■ PROBLEM DESCRIPTION: Copy the advice column letter again, starting at the words "Hi, Carolyn: I’m" and stopping after "after-school activities, etc.", but change "husband" to "partner".

■ PAGE EXTRACT:
<<<<

2024-05-04 09:39:52
Carolyn Hax: Can one spouse tell another to travel less for work? - Democratic Voice USA
Carolyn Hax: Can one spouse tell another to travel less for work?

Adapted from an online discussion.

Hi, Carolyn: I’m writing this as I manage a level of exhaustion and frustration I haven’t felt in a while. (Yes, I’m already reaching out to a therapist because it’s scary.) What right do I have to tell my husband to travel less for work? He used to have a two-nights-every-other-week routine that we, as a family, managed fairly okay (tiring but okay). But now it has become a weekly routine of two to four nights a week where I am left alone with both kids, 7 and 10. I also have my own job — I own my business, flexible but SUPER stressful — after-school activities, etc.

When he travels, I can’t work out, which makes me SO happy; don’t have backup for anything, from taking a breather to being late, to socializing with my friends; the house becomes kind of unmanageable; and, yes, the kids and I miss him a lot. The whole vibe of the home is off.

I get it that all spouses in all marriages deal with it just fine, but it doesn’t make ME happy. At all. Everything about me worsens — food intake, insomnia, moodiness, stress, etc.

>>>>

■ MATERIAL SUPPLIED:
<<<<

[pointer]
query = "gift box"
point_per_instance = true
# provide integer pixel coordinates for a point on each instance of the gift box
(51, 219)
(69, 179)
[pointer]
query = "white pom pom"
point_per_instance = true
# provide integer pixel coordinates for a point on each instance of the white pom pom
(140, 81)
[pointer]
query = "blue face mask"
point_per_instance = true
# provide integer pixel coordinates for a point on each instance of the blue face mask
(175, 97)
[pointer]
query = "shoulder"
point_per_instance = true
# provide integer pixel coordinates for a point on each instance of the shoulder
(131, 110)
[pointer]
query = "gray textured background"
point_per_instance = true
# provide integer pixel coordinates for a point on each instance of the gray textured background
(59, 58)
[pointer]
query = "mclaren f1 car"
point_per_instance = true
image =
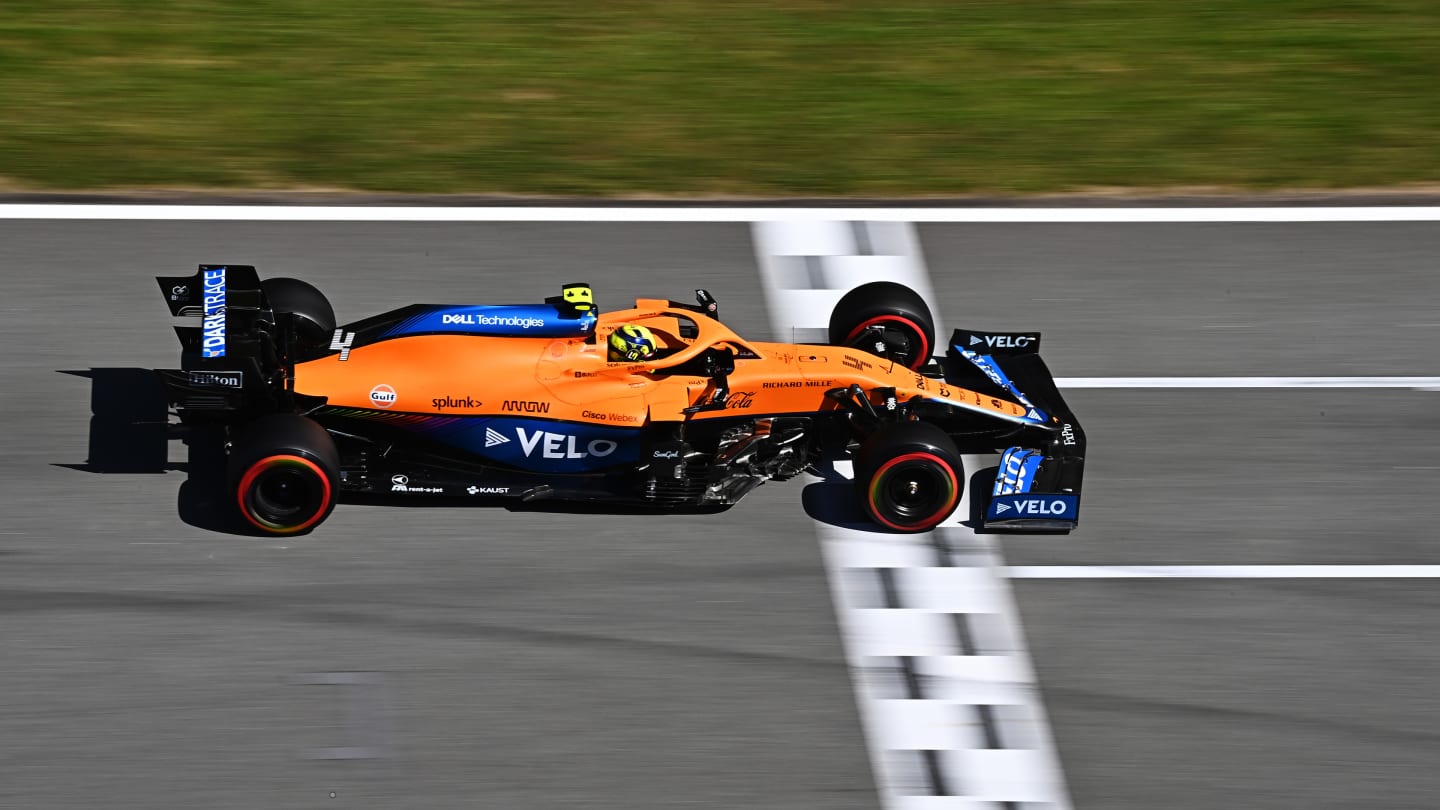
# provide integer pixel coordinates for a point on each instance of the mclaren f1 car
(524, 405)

>>>>
<<<<

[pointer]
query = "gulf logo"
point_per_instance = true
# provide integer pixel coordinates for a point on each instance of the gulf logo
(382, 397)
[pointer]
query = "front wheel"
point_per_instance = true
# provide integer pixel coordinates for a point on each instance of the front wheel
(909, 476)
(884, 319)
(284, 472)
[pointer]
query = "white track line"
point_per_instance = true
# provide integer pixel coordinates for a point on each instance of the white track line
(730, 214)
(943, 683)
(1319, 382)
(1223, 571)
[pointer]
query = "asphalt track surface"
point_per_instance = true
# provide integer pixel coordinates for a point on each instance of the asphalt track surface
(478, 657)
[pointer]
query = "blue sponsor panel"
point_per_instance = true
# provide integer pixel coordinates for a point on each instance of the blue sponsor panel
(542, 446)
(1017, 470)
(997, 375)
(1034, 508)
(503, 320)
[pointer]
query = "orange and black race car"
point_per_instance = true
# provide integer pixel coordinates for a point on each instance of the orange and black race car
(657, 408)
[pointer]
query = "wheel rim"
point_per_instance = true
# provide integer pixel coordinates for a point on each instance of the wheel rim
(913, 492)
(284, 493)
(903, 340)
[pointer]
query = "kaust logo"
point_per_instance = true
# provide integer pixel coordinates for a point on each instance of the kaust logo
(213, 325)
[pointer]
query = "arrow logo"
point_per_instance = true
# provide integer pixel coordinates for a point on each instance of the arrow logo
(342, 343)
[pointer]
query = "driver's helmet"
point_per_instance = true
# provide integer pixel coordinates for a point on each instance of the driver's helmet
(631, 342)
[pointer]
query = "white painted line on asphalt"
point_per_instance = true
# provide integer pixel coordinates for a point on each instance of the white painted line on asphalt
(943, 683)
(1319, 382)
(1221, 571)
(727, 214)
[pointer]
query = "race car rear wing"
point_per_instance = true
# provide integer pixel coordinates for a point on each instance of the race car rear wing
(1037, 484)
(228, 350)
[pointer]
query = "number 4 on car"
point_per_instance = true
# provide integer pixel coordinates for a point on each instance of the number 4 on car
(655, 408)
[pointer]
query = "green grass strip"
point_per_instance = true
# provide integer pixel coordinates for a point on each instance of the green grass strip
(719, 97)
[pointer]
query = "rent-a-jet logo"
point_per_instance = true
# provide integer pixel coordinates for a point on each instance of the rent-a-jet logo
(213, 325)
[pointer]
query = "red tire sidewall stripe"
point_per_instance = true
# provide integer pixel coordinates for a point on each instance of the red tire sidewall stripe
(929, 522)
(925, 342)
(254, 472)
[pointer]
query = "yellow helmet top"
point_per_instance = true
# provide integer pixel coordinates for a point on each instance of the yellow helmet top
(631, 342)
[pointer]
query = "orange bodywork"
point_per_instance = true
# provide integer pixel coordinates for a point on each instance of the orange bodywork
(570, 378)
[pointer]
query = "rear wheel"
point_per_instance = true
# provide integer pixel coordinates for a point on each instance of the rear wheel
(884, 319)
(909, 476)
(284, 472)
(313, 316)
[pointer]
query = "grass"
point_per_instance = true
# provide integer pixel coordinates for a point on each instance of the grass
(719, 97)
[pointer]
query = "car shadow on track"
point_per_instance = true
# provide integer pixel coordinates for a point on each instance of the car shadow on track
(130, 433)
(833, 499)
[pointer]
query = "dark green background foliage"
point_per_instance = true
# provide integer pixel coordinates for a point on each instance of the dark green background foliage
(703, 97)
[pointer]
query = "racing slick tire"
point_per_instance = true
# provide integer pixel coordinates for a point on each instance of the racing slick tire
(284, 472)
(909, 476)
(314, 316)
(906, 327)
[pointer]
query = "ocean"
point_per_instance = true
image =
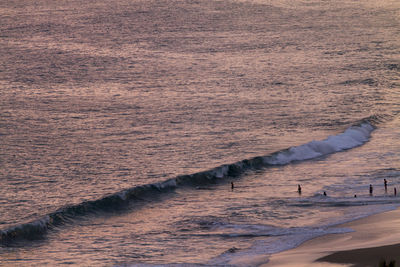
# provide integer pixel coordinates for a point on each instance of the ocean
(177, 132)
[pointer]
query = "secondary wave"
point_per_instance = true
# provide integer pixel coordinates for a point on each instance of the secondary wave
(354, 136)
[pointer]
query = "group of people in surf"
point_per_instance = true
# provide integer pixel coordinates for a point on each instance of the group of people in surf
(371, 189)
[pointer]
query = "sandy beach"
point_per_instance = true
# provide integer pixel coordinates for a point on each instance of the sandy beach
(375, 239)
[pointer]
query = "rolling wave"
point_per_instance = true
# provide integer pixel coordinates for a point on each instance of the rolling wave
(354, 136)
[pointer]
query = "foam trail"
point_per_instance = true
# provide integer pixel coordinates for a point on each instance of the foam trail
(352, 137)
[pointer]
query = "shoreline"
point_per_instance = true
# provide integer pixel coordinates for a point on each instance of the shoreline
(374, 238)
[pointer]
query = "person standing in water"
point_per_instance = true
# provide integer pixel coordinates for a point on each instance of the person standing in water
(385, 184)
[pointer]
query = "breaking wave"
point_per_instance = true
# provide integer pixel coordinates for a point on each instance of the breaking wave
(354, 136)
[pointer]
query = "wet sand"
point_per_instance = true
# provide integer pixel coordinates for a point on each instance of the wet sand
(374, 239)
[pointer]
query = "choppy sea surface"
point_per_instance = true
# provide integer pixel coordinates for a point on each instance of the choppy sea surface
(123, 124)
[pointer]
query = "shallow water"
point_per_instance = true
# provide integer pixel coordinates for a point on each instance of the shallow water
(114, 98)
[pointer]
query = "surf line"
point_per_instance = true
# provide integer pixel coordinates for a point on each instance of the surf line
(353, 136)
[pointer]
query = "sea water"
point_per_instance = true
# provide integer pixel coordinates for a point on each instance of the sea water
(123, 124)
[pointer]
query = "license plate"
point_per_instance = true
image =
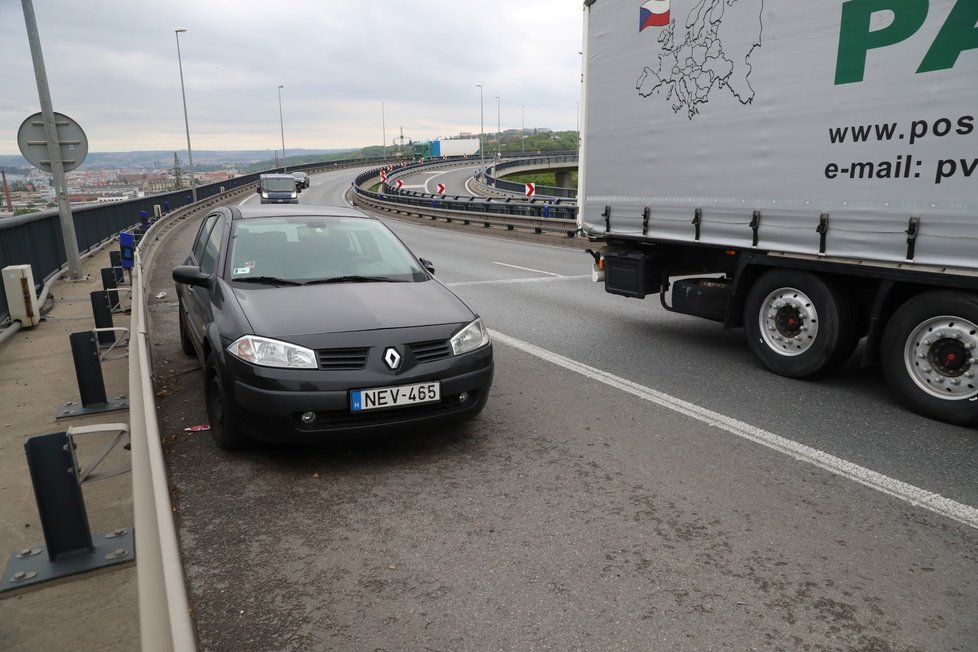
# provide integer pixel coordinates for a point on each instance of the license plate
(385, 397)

>>>>
<<<<

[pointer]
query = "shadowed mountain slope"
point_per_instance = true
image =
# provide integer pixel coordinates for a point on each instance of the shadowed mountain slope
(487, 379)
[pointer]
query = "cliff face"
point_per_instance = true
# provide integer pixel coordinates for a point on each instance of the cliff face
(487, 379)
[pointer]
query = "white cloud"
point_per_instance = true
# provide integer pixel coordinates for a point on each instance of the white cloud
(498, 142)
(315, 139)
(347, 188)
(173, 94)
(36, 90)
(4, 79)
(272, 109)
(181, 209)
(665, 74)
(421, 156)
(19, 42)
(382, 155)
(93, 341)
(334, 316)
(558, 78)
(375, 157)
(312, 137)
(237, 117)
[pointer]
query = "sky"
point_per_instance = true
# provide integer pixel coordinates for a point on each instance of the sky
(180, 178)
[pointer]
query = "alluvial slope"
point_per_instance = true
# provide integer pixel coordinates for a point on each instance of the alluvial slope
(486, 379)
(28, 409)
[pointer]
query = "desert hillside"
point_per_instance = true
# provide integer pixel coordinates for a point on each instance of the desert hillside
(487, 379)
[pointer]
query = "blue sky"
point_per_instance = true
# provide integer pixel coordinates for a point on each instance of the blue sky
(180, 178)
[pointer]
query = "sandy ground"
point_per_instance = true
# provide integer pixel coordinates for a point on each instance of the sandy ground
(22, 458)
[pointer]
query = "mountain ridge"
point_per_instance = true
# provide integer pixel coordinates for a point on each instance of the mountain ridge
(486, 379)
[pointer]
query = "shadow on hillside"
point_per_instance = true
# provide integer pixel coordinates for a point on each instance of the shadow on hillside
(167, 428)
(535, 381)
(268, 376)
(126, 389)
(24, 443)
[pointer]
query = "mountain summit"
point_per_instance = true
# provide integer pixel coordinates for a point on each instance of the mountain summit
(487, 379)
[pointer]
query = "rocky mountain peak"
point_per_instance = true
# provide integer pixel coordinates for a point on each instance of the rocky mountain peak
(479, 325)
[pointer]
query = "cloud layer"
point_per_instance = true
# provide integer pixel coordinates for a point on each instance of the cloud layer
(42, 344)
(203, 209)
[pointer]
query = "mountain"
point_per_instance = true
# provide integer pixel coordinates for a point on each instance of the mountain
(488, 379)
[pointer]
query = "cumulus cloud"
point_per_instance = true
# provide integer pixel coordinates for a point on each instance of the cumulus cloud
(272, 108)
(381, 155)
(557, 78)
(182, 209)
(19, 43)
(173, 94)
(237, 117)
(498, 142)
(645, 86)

>>>>

■ EXERCISE RESULT:
Hi, Carolyn: I’m writing this as I manage a level of exhaustion and frustration I haven’t felt in a while. (Yes, I’m already reaching out to a therapist because it’s scary.) What right do I have to tell my partner to travel less for work? He used to have a two-nights-every-other-week routine that we, as a family, managed fairly okay (tiring but okay). But now it has become a weekly routine of two to four nights a week where I am left alone with both kids, 7 and 10. I also have my own job — I own my business, flexible but SUPER stressful — after-school activities, etc.